Thank you. And just a reminder, if you would like to ask a question, press star one on your telephone keypad. To withdraw your question, press star one again. And your first question comes from the line of Kevin McCurdy with Pickering Energy Partners. Kevin, your line is open.

speaker
Kevin

Hey, good morning, team. I wanted to start off by asking about the execution of the newly increased buyback. When deciding the amount of free cash flow to allocate the buybacks versus the variable, what will be the main criteria? Are you looking at recent share price dislocation, NAV, or maybe the low multiple that you highlight in your deck?

speaker
Chris

Yeah, sure. Thanks for the question, Kevin. As we've said in the past, we view our capital return framework much like any other capital and this is something we discuss regularly with our board. The move to add that flexibility is really tied to exactly what you talked about, and that is a continued disconnect with how we are valued. Look at underlying NAV, look at NAV at various commodity prices, look at how we trade versus peers, and look at the asset market. This is not the asset market that we entered the Permian in. A year after our entry, the asset market is up a full one and a half plus turns, and in some cases, that's for lower quality assets. So the valuation as we see it today does not reflect the quality of these assets and does not reflect the quality of the team and how they are executing. And ultimately, I don't think it reflects the tailwinds that we've seen in terms of regulatory and the DJ. So you've got a business here that's executing on really high-quality assets, trading at a 20% free cash flow yield. That's a super compelling opportunity as we see it. That's driving the change, and we're excited to dig in and allocate money to this business. We're super excited, super proud of what we've built. Hasn't been reflected yet, but it will be. And appreciate the question. And the other thing to highlight on the shareholder return framework is we can protect our equity, but at the same time not lose sight of our delivering targets and maintaining a strong balance sheet. So we're super excited for the adjustment. We think it fully enhances framework and know that this team is fully aligned with shareholders as we go through that calculus.

========================================================================

▸ Task directions
In the earnings call transcript, what free cash flow yield does Chris say the business is trading at? The items that follow come from a separate source.

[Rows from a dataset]
========================================================================

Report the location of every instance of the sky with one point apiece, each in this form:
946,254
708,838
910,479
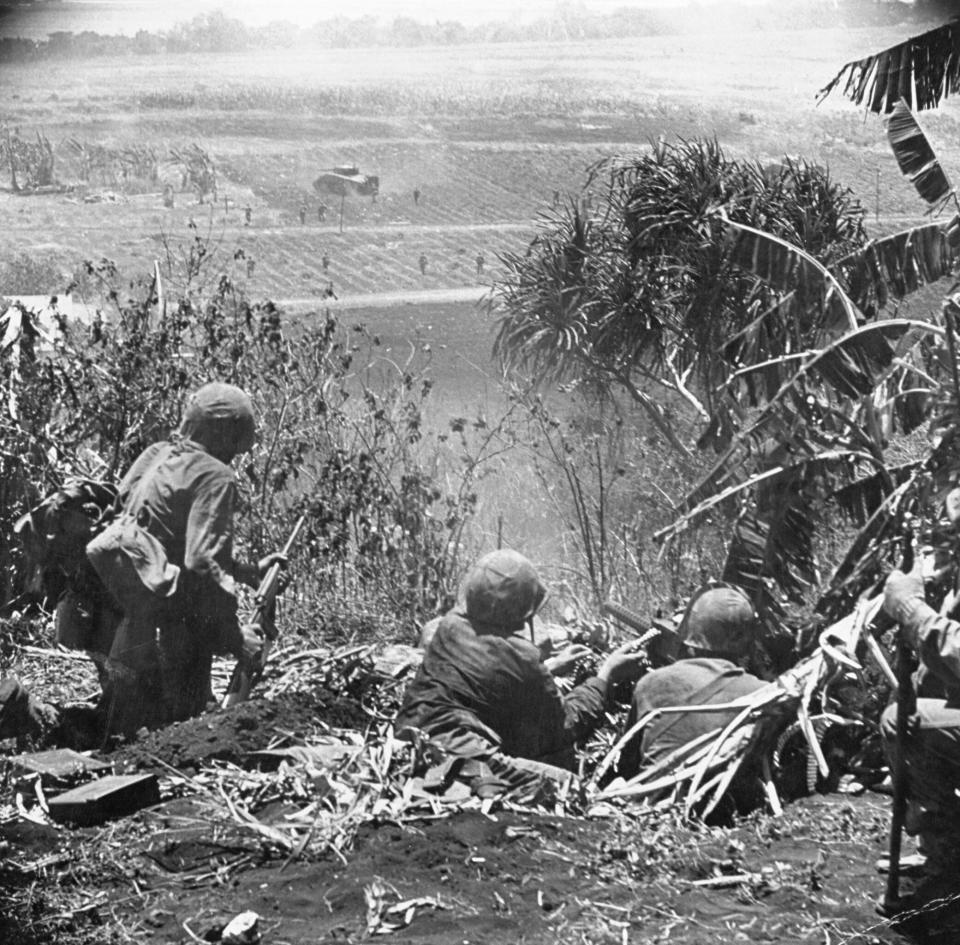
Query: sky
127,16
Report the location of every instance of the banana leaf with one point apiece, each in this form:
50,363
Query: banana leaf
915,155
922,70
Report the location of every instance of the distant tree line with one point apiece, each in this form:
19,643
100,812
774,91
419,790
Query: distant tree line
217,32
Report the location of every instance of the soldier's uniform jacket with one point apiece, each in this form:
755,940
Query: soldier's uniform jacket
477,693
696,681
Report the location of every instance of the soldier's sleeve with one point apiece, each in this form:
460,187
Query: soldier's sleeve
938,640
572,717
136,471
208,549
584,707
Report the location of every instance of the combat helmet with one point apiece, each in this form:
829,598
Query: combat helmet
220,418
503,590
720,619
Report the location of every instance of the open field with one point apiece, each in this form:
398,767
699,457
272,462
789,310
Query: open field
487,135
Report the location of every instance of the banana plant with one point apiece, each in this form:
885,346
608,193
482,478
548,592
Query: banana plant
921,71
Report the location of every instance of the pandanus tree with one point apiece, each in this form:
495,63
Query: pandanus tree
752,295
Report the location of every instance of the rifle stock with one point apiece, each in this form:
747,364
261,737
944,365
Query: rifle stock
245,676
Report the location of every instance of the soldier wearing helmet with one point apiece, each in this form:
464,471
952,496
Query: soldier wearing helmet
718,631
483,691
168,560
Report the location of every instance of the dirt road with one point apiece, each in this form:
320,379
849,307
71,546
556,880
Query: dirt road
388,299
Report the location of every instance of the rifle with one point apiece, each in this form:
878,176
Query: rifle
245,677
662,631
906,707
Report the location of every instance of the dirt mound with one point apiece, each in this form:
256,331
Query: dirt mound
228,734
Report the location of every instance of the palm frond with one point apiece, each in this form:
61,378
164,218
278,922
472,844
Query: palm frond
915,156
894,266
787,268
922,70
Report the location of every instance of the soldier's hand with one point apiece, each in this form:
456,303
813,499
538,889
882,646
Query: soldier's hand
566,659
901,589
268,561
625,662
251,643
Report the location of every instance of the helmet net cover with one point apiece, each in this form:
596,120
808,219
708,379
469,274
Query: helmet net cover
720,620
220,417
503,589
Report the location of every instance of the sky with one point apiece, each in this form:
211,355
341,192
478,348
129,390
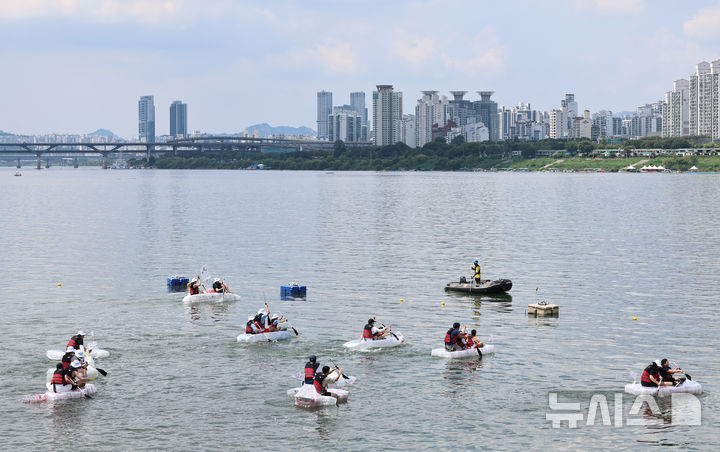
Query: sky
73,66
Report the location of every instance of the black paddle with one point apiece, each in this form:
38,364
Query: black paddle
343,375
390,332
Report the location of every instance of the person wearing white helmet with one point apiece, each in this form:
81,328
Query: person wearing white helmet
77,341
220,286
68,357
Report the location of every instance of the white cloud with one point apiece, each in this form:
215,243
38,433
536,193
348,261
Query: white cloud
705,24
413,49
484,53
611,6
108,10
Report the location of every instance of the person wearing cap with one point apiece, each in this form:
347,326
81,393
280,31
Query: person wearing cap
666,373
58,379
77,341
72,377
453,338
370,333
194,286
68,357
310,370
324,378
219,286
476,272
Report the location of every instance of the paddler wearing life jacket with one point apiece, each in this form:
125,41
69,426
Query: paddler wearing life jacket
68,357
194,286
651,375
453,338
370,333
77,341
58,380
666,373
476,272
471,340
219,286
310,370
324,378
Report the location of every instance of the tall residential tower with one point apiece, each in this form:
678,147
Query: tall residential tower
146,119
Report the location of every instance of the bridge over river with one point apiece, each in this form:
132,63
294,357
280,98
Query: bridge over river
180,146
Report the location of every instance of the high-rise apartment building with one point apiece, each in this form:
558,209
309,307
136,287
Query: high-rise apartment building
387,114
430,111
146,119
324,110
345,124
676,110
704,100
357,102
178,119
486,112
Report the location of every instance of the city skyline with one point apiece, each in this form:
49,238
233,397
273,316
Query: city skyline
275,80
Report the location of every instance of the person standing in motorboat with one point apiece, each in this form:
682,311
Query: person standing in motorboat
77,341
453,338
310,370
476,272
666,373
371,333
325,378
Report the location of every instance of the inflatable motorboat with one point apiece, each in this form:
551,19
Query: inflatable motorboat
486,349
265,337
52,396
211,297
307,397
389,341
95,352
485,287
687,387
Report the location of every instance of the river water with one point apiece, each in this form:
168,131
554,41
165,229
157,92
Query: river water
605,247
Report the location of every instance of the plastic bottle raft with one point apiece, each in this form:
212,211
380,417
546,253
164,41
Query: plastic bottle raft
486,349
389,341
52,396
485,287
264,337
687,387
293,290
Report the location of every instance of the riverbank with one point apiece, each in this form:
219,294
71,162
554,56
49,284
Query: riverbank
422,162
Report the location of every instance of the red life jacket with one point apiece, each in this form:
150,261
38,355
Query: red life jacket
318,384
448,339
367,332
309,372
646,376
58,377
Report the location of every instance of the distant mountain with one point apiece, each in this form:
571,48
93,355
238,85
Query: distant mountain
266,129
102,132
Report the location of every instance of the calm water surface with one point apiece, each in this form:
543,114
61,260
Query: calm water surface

========================================================================

▸ Output for this task
A 20% free cash flow yield.